### AIM
Could you format the data below as a JSON list of strings, with one string per line and blank lines omitted?

### RAW RECORDS
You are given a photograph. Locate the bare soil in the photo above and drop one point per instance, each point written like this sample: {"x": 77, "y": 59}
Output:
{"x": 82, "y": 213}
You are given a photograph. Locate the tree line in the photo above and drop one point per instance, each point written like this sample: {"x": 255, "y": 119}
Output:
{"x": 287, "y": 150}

### COMPLETE RESPONSE
[
  "You are given a photograph. Locate the bare soil in the photo above and drop one point per instance, each point written like this sample: {\"x\": 77, \"y\": 59}",
  "Output:",
  "{\"x\": 82, \"y\": 213}",
  "You are given a photograph. Locate the tree line in the photo above and drop one point per instance, each point written like this sample: {\"x\": 255, \"y\": 119}",
  "Output:",
  "{\"x\": 287, \"y\": 150}"
]